Items excerpted from a collection:
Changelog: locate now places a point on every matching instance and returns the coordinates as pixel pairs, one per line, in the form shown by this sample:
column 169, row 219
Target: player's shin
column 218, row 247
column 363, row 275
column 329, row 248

* [Required task]
Repeat the items above line for line, with no changes.

* [Reply]
Changelog: locate now places a point on every matching instance and returns the coordinates as pixel pairs, one per line, in the form shown by this sample:
column 169, row 219
Target: player's shin
column 218, row 247
column 363, row 275
column 329, row 248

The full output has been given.